04 Enigma Utilizers
Jupyter notebook from the ENIGMA Carbon Census 1 project.
NB04 — ENIGMA Isolate Utilizer Table (Deliverable a)¶
Turn the (compound × genome) reaction-bridge calls from NB03 into the wet-lab-facing deliverable: for each compound, which ENIGMA isolate strains are predicted to catabolize it, with a confidence tier, the specific enzyme step, and a specificity flag to guide strain selection.
What this notebook adds over NB03:
- Strain-level rollup — collapse multiple genome assemblies of the same strain to one row (best-scoring genome), since the wet lab tests strains, not assemblies.
- Enzyme annotation — attach the KEGG reaction description (e.g. salicylate hydroxylase) so each call names the enzyme to assay.
- Specificity flag —
narrow(≤10 strains),focused(≤50),broad(>50). Narrow calls are the most actionable for picking a discriminating test strain; broad calls (central aromatic intermediates) say most isolates can do this. - Explicit Tier-0 rows — the 68 organism-dark compounds are written into the same table as no-call rows, so the deliverable is complete and the gap is visible, not hidden.
import pandas as pd, numpy as np, os
import matplotlib
matplotlib.use('Agg')
════
_What you need to do_.
(1) In the utilizer-table notebook, why are several genome assemblies of the same strain collapsed into one row?
(2) Answer these from the utilizer-table notebook:
(a) Which notebook produced the reaction-bridge calls that this one builds on?
(b) What example of a KEGG reaction description is given?
(c) How many organism-dark compounds are written into the table as no-call rows?
(3) Output the part of the utilizer-table notebook that opens with the words containing "04 Enigma Utilizers" and closes with "enzyme to assay.".
════
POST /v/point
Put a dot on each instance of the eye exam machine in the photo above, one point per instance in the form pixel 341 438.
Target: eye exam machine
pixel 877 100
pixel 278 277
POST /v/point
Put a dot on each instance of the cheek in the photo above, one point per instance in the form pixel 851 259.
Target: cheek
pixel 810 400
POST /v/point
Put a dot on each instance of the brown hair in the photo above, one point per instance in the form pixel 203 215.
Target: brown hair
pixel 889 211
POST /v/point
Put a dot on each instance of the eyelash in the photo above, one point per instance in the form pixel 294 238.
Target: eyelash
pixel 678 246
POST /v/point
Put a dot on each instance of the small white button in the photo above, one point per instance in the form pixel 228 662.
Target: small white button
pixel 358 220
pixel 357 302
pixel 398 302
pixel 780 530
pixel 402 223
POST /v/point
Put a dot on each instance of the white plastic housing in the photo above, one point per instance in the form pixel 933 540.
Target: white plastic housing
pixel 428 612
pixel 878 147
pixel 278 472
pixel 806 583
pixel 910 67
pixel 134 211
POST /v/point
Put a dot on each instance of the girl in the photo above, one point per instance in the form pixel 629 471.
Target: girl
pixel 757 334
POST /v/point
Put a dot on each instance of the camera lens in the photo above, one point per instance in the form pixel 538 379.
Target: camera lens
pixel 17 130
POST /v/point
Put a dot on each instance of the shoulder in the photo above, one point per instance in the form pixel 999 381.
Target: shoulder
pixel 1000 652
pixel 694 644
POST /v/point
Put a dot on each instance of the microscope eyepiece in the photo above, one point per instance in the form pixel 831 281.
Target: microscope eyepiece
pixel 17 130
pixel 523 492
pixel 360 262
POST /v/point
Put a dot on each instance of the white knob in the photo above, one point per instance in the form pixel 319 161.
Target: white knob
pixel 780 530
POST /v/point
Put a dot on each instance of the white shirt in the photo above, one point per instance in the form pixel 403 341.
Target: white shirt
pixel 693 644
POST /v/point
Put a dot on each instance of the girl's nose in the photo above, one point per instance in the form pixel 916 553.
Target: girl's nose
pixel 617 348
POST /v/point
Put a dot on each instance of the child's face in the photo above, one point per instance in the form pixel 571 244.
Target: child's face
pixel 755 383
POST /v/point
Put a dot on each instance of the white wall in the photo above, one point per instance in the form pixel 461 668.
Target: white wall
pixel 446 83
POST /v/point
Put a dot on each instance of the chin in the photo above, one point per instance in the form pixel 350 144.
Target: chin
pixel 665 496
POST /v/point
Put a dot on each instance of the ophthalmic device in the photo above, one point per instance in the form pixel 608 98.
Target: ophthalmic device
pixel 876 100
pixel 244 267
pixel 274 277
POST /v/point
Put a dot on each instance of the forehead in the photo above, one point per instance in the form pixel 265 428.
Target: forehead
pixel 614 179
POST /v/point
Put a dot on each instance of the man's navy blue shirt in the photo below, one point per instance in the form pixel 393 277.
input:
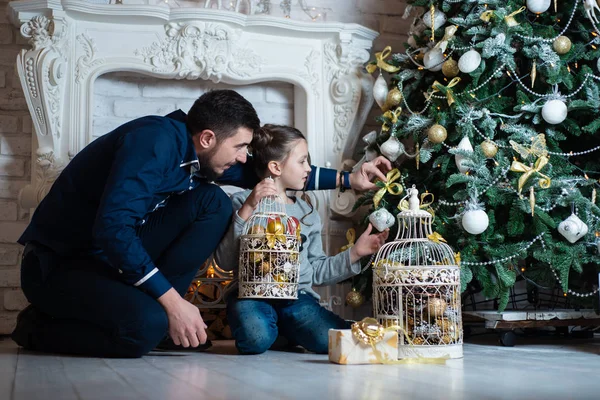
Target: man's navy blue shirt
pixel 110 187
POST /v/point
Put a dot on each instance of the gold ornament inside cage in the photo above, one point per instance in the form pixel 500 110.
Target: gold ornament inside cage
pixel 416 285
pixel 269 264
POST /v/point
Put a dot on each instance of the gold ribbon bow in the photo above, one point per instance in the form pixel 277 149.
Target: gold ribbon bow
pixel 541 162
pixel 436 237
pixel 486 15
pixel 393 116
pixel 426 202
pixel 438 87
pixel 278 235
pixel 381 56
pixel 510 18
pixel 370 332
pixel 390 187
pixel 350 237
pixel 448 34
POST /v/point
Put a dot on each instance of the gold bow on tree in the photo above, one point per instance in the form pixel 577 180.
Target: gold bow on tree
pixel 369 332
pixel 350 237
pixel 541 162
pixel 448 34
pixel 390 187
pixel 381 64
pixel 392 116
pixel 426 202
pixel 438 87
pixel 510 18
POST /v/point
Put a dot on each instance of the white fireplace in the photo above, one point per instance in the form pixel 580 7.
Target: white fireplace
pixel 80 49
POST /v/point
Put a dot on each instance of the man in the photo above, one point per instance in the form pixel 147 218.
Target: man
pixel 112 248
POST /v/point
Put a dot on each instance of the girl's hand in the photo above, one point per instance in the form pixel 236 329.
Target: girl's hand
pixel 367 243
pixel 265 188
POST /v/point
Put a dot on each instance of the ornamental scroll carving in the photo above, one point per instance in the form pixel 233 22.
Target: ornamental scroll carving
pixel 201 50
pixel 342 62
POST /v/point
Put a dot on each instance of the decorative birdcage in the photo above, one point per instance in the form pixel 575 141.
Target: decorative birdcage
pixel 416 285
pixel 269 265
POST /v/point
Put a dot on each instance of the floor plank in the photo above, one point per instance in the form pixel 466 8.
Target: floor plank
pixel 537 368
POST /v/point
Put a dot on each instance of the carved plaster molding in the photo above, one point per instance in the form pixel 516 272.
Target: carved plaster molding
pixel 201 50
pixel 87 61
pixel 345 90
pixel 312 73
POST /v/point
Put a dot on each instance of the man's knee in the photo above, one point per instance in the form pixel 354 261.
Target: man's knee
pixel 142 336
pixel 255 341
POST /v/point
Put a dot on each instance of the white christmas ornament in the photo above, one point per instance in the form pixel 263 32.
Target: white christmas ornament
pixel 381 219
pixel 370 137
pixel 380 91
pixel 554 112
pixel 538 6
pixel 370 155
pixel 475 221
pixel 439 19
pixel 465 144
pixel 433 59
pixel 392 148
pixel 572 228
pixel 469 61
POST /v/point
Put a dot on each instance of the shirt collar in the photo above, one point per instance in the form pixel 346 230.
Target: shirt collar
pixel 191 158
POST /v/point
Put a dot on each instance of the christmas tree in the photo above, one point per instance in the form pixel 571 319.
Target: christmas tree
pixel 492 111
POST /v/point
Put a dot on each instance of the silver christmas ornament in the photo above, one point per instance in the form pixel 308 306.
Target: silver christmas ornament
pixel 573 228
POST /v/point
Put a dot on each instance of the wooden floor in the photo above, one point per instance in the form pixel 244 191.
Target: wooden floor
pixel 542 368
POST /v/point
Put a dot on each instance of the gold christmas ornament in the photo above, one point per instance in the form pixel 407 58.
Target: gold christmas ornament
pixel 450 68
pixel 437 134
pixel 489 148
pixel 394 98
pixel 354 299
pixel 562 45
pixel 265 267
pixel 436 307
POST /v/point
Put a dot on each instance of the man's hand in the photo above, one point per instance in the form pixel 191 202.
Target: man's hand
════
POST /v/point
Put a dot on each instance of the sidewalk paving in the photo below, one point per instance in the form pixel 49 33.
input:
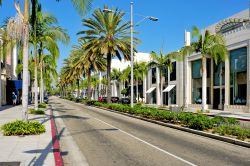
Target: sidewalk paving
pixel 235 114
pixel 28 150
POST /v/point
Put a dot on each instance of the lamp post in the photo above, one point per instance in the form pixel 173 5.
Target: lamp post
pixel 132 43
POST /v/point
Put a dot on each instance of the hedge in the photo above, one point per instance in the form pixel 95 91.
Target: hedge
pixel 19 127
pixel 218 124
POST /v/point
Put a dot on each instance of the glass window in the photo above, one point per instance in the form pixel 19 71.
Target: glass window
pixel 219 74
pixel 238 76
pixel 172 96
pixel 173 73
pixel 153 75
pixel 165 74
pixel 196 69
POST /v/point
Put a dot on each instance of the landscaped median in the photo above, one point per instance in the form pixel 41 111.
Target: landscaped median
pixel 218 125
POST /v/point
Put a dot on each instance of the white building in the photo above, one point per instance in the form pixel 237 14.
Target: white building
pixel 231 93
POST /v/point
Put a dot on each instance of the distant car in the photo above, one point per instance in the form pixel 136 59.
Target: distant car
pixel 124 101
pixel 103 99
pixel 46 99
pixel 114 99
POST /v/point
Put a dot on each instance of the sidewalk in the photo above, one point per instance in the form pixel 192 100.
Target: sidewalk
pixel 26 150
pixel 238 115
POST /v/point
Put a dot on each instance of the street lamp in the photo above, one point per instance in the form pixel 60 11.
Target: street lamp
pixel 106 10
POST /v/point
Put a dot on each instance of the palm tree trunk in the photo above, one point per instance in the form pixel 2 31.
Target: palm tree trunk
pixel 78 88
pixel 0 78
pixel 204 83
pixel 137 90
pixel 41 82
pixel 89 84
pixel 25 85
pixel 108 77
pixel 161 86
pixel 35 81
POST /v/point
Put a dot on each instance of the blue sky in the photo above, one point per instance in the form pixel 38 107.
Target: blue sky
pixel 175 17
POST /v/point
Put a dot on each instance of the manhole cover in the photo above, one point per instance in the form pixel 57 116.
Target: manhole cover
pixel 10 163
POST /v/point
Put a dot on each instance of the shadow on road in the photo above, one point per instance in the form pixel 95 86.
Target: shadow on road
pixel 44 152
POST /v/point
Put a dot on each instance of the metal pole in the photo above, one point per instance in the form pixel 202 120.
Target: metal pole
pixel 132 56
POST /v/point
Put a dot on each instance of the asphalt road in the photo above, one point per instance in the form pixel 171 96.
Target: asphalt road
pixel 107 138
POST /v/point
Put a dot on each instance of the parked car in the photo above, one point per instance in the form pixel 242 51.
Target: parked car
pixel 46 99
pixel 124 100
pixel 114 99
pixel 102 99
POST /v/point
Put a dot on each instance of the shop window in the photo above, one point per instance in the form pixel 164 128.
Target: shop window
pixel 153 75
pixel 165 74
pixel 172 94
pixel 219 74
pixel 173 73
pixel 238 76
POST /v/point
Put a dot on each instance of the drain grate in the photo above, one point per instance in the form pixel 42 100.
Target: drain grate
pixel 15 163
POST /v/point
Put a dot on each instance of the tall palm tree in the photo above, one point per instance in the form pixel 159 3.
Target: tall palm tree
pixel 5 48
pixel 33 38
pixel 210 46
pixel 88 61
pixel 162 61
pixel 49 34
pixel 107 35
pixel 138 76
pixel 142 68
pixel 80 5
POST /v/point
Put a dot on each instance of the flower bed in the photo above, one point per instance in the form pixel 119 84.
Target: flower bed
════
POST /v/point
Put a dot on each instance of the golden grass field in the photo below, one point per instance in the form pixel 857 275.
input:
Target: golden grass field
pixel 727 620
════
_Solutions_.
(1) The wet lab tests strains, not assemblies, so each strain is reduced to one row that keeps its best-scoring genome.

(2)
(a) NB03
(b) Salicylate hydroxylase
(c) 68

(3)
04 Enigma Utilizers
Jupyter notebook from the ENIGMA Carbon Census 1 project.
NB04 — ENIGMA Isolate Utilizer Table (Deliverable a)¶
Turn the (compound × genome) reaction-bridge calls from NB03 into the wet-lab-facing deliverable: for each compound, which ENIGMA isolate strains are predicted to catabolize it, with a confidence tier, the specific enzyme step, and a specificity flag to guide strain selection.
What this notebook adds over NB03:
- Strain-level rollup — collapse multiple genome assemblies of the same strain to one row (best-scoring genome), since the wet lab tests strains, not assemblies.
- Enzyme annotation — attach the KEGG reaction description (e.g. salicylate hydroxylase) so each call names the enzyme to assay.